• [WORK TASK]: The expected answer is every line of the material that contains the word "JSON".

• [SUPPLIED RECORDS]:

┄┄┄┄┄┄┄┄┄┄

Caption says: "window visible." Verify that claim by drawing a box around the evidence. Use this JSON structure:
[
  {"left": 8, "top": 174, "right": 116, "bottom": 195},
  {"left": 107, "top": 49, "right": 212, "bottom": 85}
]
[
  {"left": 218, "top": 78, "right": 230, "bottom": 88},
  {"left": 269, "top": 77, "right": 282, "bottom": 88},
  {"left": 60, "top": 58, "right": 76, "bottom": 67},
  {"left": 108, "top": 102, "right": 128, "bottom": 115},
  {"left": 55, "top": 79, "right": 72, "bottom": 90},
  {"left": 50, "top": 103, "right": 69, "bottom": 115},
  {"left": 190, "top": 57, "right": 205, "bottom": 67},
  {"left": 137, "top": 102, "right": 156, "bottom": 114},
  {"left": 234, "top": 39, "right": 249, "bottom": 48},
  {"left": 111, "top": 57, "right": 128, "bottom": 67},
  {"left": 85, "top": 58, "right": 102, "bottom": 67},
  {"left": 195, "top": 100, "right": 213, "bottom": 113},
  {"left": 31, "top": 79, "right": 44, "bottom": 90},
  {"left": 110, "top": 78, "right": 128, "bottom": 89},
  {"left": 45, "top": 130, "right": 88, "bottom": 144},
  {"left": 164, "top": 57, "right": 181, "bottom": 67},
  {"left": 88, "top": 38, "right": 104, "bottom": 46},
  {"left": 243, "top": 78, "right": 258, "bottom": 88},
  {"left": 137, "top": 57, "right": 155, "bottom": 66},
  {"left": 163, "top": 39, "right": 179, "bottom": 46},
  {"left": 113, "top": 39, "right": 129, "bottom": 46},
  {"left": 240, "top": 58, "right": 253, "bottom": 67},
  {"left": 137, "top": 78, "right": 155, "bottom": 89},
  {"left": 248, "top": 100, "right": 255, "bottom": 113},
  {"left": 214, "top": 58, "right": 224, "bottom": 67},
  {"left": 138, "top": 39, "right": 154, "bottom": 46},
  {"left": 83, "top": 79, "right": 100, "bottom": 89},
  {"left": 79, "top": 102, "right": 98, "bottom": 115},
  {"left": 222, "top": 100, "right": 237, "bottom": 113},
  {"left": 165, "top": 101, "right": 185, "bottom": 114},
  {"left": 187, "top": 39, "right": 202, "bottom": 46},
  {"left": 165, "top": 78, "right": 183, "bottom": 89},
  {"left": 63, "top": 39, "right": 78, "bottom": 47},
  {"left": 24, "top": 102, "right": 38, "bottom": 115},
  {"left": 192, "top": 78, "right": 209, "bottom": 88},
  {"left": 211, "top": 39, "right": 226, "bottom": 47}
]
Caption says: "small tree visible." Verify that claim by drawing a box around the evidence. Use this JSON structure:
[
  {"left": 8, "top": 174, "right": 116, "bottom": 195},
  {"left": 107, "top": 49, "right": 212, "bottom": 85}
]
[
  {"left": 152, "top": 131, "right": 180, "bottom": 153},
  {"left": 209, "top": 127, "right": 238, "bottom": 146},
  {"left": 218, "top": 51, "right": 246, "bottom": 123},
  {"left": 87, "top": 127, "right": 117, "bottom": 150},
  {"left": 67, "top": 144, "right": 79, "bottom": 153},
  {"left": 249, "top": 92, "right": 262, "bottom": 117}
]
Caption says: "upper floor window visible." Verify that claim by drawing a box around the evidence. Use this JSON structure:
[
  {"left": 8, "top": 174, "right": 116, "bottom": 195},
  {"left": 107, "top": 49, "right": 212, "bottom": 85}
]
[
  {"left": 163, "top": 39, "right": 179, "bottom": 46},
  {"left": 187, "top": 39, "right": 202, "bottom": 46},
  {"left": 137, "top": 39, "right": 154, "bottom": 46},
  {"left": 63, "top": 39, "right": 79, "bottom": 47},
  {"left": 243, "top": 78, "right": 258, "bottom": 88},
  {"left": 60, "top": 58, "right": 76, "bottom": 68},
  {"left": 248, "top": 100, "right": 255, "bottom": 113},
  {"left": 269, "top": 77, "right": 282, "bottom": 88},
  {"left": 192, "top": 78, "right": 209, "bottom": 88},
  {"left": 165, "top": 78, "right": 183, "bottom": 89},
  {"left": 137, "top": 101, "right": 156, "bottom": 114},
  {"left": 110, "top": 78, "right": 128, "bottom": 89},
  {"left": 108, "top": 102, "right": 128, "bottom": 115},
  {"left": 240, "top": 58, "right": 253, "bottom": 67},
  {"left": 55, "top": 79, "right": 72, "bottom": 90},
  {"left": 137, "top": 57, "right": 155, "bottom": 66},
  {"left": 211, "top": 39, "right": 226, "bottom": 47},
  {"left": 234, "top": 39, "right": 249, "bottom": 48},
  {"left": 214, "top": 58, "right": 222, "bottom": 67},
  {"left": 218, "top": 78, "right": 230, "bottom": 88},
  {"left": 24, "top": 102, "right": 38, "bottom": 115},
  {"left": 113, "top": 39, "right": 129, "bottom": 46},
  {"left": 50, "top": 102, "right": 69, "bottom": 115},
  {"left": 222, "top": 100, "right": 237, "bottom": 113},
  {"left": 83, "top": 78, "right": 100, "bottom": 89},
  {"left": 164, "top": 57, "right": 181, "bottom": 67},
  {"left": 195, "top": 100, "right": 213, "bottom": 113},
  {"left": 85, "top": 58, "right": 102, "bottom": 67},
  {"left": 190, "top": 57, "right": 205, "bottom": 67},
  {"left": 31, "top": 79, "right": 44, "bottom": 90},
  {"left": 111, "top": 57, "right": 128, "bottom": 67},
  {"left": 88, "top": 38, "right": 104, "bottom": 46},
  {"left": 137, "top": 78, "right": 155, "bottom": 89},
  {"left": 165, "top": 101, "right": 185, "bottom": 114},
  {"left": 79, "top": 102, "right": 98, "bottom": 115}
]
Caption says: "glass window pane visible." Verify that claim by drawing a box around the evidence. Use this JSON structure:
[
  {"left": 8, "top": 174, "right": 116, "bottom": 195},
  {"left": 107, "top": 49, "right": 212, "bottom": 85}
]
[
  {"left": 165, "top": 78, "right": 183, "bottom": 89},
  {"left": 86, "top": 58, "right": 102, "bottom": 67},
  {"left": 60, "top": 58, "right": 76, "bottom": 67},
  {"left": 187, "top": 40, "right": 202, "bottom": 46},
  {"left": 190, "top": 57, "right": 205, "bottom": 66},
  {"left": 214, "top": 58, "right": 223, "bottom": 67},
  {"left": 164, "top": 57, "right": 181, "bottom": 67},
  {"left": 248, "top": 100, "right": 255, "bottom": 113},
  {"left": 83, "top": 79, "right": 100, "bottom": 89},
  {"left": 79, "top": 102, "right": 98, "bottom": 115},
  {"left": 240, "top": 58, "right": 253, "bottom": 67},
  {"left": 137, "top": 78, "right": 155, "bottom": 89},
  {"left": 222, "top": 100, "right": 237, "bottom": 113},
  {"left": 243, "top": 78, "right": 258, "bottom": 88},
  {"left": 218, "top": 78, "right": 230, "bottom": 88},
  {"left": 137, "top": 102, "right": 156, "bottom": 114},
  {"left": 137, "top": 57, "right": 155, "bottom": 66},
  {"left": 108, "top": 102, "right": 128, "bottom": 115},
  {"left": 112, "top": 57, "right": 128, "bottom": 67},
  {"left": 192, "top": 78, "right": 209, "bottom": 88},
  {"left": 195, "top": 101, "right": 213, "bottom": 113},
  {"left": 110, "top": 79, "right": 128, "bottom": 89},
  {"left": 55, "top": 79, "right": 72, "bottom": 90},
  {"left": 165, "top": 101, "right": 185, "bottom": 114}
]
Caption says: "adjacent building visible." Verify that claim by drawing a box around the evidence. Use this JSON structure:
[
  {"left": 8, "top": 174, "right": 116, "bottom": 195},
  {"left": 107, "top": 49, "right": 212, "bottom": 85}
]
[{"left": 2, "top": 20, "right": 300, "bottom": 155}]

┄┄┄┄┄┄┄┄┄┄

• [RESULT OF THIS TASK]:
Caption says: "window visible." Verify that claim by drawing a box around the evidence. Use this JSON structure:
Caption says: "small tree visible." Verify that claim by drawing a box around the evidence. Use this JSON structure:
Caption says: "upper floor window visible." Verify that claim by drawing a box around the evidence. Use this JSON structure:
Caption says: "glass window pane visible." Verify that claim by drawing a box around the evidence. Use this JSON structure:
Caption says: "adjacent building visible." Verify that claim by drawing a box around the evidence. Use this JSON structure:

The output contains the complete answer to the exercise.